== Directions for this task ==
Retype the part of the passage below on mortality and love in marriage that begins with the words "Another building block" and ends with "matter in life.", keeping every word and punctuation mark unchanged.

== Provided passage ==
- - -

The Importance of an Existential Distillation of Values in Marital Resilience

Another building block of secular love ethics pertains to how accepting our mortality can create greater urgency and willingness to hone our ability to love. The late British-American intellectual Christopher Hitchens, always irreverent when he inhabited Earth, once remarked: “We speculate that it is at least possible that, once people accept the fact of their short and struggling lives, they might behave better toward each other and not worse.”22 Living with fuller awareness of the capriciousness of existence—the randomness of our own death and that of our beloved—sharpens the desire to be more intentional with what we do with our time. Embracing death as inevitable rather than as an abstraction or portal to eternity facilitates zeroing in on the things that matter in life.

Nothing matters more than cultivating the most loving bond possible with our mate. It’s deeply unpleasant to contemplate “death regrets,” such as our beloved dying amid our holding a grudge against them or nursing a petty grievance. But such unpleasant thoughts can help us get ahead of these death regrets and see the tragedy and ridiculousness in holding grudges and nursing petty grievances, spurring us to mend our ways. Yale University scholar Martin Hagglund weighs in here: “The key to breaking habit is to recall that we can lose what we love.”23 Befriending death goads us to love our beloved as if it’s not going to last. It makes us chase the profound consolation associated with knowing when that dreaded but inescapable      day arrives we can derive solace from the fact that we strove to love at our best with our beloved dying knowing with confidence that he or she was truly loved.

- - -

== Supplied records ==
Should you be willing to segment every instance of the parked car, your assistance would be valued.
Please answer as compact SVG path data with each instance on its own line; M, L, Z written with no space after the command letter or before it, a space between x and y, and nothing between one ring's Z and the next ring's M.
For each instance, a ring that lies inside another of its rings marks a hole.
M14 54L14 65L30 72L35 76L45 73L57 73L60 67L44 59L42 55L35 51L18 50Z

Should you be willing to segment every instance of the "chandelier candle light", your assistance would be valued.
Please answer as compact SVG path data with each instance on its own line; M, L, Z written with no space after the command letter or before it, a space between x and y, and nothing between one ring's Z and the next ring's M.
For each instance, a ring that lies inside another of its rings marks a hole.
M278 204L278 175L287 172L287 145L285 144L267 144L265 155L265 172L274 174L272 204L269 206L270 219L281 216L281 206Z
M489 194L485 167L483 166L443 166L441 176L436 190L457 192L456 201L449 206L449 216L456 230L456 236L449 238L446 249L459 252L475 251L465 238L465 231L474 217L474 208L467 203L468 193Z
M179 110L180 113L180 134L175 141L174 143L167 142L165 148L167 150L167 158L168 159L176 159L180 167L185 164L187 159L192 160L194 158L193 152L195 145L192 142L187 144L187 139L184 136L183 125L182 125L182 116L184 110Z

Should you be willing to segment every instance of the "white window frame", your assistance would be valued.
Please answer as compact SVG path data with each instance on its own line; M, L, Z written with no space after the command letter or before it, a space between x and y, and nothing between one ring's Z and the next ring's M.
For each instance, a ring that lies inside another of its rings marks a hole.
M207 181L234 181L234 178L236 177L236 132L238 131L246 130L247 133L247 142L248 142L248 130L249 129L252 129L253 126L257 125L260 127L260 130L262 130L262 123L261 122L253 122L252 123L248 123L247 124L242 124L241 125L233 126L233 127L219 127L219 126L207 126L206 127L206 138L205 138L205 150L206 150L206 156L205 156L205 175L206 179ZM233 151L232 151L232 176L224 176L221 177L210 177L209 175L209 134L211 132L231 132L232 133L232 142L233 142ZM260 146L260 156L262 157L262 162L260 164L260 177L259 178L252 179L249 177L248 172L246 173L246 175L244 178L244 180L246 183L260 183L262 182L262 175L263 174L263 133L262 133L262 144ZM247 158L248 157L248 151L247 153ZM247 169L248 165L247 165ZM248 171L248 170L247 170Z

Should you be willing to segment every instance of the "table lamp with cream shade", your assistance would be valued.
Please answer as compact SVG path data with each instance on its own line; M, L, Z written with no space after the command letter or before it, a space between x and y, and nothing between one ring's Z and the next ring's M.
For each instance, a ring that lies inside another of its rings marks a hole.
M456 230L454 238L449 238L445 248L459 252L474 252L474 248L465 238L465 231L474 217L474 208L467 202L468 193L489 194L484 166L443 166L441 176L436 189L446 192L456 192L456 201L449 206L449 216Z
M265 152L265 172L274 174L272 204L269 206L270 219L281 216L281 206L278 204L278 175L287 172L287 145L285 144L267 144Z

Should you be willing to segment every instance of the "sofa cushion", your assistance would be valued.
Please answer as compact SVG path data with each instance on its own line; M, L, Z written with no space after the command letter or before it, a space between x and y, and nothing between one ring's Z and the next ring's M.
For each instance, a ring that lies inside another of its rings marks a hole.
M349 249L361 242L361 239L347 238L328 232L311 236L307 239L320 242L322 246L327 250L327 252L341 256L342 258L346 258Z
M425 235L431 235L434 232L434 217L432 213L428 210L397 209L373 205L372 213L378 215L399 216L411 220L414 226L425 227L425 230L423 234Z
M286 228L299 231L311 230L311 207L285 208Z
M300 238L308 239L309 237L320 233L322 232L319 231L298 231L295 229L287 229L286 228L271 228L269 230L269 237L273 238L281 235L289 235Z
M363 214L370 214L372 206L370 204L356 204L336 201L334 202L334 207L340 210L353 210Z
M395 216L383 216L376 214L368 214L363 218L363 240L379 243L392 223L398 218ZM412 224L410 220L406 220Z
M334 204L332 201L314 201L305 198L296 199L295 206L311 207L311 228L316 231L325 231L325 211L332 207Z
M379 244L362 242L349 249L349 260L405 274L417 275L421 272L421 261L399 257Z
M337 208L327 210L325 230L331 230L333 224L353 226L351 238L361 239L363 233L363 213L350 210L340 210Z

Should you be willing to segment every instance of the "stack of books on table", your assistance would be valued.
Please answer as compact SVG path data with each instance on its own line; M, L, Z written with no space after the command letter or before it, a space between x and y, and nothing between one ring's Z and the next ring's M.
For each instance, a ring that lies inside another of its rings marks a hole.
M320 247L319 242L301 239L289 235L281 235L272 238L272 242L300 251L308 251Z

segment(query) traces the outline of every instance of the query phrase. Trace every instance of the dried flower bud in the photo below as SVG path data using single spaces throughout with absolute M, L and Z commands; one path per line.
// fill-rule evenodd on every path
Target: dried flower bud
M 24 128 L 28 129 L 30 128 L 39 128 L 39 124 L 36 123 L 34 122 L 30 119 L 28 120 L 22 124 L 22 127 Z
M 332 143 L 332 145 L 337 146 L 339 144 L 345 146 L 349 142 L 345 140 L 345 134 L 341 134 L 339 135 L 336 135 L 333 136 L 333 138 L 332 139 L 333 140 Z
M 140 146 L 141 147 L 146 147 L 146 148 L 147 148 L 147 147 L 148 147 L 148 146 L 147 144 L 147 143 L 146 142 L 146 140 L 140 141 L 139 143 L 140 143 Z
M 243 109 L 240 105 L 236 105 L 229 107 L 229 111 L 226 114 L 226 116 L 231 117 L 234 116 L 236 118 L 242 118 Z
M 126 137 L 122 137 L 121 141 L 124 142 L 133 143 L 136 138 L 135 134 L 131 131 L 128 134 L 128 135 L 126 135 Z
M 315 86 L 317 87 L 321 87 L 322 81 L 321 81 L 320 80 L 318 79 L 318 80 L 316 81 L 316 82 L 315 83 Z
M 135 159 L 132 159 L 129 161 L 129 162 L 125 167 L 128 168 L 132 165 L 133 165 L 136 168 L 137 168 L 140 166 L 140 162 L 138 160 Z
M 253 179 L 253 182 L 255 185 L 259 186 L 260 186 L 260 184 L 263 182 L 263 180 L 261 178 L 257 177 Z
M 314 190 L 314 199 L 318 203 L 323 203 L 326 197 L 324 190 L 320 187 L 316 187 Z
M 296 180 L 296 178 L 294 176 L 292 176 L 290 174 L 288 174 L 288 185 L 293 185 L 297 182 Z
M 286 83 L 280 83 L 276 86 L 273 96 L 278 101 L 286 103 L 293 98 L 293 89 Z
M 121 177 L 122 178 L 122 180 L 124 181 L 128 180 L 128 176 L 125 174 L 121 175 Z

- - -

== Exercise answer ==
Another building block of secular love ethics pertains to how accepting our mortality can create greater urgency and willingness to hone our ability to love. The late British-American intellectual Christopher Hitchens, always irreverent when he inhabited Earth, once remarked: “We speculate that it is at least possible that, once people accept the fact of their short and struggling lives, they might behave better toward each other and not worse.”22 Living with fuller awareness of the capriciousness of existence—the randomness of our own death and that of our beloved—sharpens the desire to be more intentional with what we do with our time. Embracing death as inevitable rather than as an abstraction or portal to eternity facilitates zeroing in on the things that matter in life.